→ Instruction: Retype all of the rows below word for word, leaving the pictures out.

Data drawn from a collection:
— Start —
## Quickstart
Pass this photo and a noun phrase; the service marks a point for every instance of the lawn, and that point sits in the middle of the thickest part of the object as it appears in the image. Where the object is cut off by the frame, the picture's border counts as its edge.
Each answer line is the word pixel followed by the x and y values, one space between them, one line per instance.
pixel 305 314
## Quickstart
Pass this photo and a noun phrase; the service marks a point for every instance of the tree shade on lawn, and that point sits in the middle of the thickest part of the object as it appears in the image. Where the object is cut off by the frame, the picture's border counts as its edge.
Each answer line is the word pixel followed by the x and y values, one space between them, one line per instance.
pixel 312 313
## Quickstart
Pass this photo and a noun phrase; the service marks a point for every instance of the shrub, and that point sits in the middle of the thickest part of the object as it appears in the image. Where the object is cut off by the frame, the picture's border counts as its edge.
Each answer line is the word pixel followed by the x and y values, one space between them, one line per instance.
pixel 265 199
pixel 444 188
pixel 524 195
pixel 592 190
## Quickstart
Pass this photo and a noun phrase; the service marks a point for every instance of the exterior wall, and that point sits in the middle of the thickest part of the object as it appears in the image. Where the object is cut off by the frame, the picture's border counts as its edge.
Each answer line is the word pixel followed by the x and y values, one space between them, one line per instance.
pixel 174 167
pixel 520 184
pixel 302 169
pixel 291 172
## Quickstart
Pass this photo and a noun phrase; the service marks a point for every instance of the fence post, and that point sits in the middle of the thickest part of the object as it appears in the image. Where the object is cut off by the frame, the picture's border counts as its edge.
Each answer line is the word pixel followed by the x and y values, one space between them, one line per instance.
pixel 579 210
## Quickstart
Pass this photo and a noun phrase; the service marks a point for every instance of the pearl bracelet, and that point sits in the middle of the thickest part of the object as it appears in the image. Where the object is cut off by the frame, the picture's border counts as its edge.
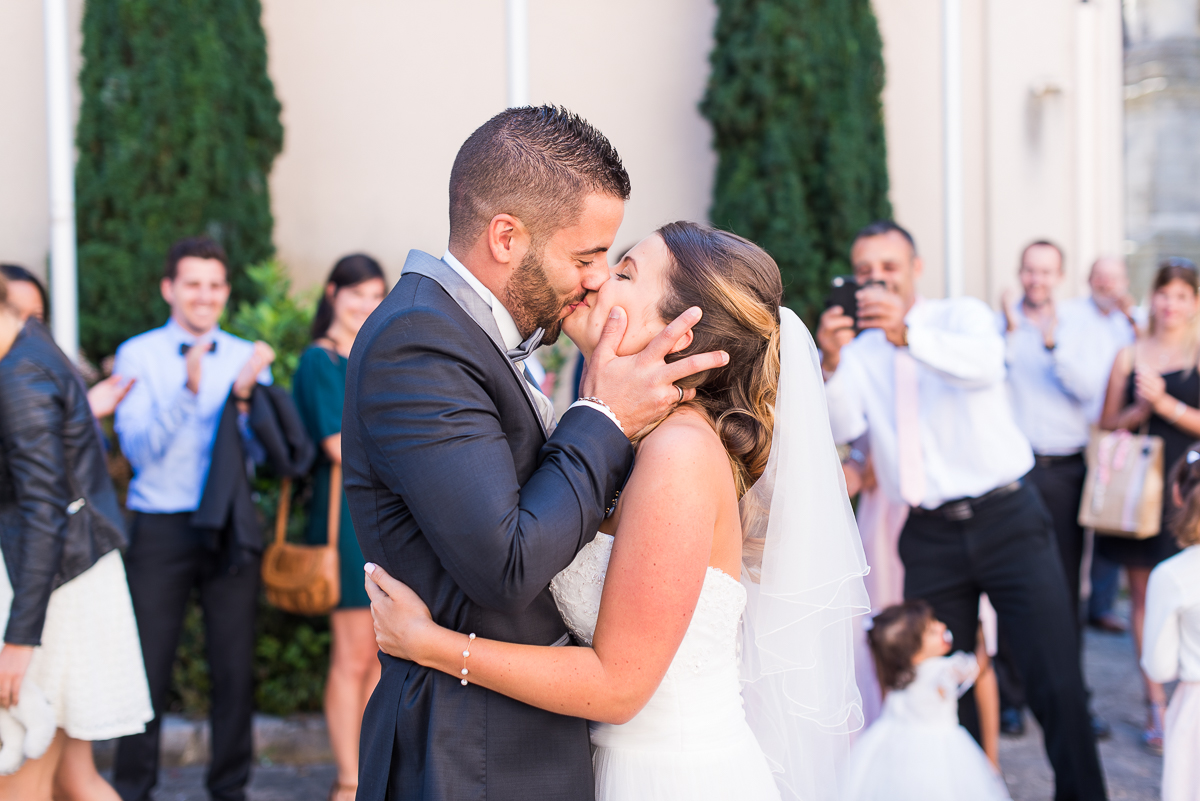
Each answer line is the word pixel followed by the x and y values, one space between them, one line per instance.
pixel 471 638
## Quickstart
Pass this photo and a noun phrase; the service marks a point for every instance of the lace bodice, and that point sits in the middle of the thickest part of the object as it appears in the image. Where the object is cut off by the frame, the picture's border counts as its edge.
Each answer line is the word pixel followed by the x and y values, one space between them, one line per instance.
pixel 712 639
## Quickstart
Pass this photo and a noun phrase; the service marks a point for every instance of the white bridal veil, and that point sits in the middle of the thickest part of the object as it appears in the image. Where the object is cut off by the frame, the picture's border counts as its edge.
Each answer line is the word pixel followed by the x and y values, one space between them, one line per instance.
pixel 803 568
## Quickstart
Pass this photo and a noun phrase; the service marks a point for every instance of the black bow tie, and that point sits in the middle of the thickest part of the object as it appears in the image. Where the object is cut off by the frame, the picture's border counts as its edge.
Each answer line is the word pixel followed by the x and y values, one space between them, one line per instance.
pixel 522 351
— End —
→ Final result:
## Quickstart
Pass this photo and a noun phrase; the service marks a point for every instance of the lawn, and that point sits in the middle of the thickest part of the object as it appears in the image. Where the object is cut off by the frame, the picture's border counts as its edge.
Each answer line is the word pixel followed by the x and y values, one space between them, one line per instance.
pixel 305 314
## Quickstart
Pass this photo and a noun phrase; the service marks a point for every instance of the tree shade on lawn, and that point sits in the middle of the thickest part of the object as it appears in the image. Where the object is cut off by the frame, the picture's border counts as its edge.
Each answer line is the word pixel followed by the x and y values, one space between them, one line per instance.
pixel 312 313
## Quickstart
Pass this photo and a noun phrase; the service marks a point for every instance of the shrub, and that point sits in the middle of the thickest part of the object as it appears in the image. Where the object is cut off by the frame, the picture's border counts as its edge.
Each answer line is the word pixel followed by the x and y values, one space between them, one line per instance.
pixel 265 199
pixel 444 188
pixel 524 195
pixel 592 190
## Quickstart
Pass this photo and a noun phrase; the service marks a point for every instance of the exterior wall, and that point sits in the middle of the thickest part of the object as it appears in the image. Where the object is cut off by the frame, the picture's border counts as its edge.
Each answer line is the word pixel followed by the x and y values, one space between them, one line per instance.
pixel 174 167
pixel 520 184
pixel 302 169
pixel 291 172
## Quickstart
Pass this photo and a noun phrase; the service marks a point for every instance of the fence post, and that point sits in the middle of the thickest part of the object as it appears in the image. Where the object is cut off by the frame, the picture's border counts as its edge.
Each answer line is the word pixel followed by the x and y values, one space between them, one line per instance.
pixel 579 210
## Quickstart
Pass this photo and a noun phrase; the service marks a point for every instance of the pearl bracelet, and that point sits in the middle of the thickest part of the object as it appears in the image. Where the object is cut off by the frame, the picture's border counts as its edge.
Each answer line is the word pixel followed by the x and y values, one space between them, one line per instance.
pixel 471 638
## Quickstart
Pass this photo and a noun phrase; the service marks a point for every instance of the lace bodice, and that point sits in the middle of the thickest part of the object as it appears in the image. Where the object is cut off by the frame, the picture's border counts as its edge.
Each answer line is the word pixel followed by the x and y values, one space between them, one line per instance.
pixel 712 639
## Quickstart
Pass this photo and a noun phrase; the service marks a point for every instance of the white bridal veil, and that point sits in the middle of the thickest part of the object as it appears in the image. Where the object is cut off by the frame, the picture's border counts as its edge.
Each answer line is the word pixel followed by the x and y values, one space between them, one line per instance.
pixel 803 568
## Quickstart
Pass this photo and a noun phrase; the service marks a point for every instance of the black bow tie, and that point sits in the middle of the thickest part of the object as it appears in the image. Where the object is cut off by the frame, the picture's border counts as its edge.
Each answer line is the word pixel followed by the x and y values, one space between them, one line per instance.
pixel 522 351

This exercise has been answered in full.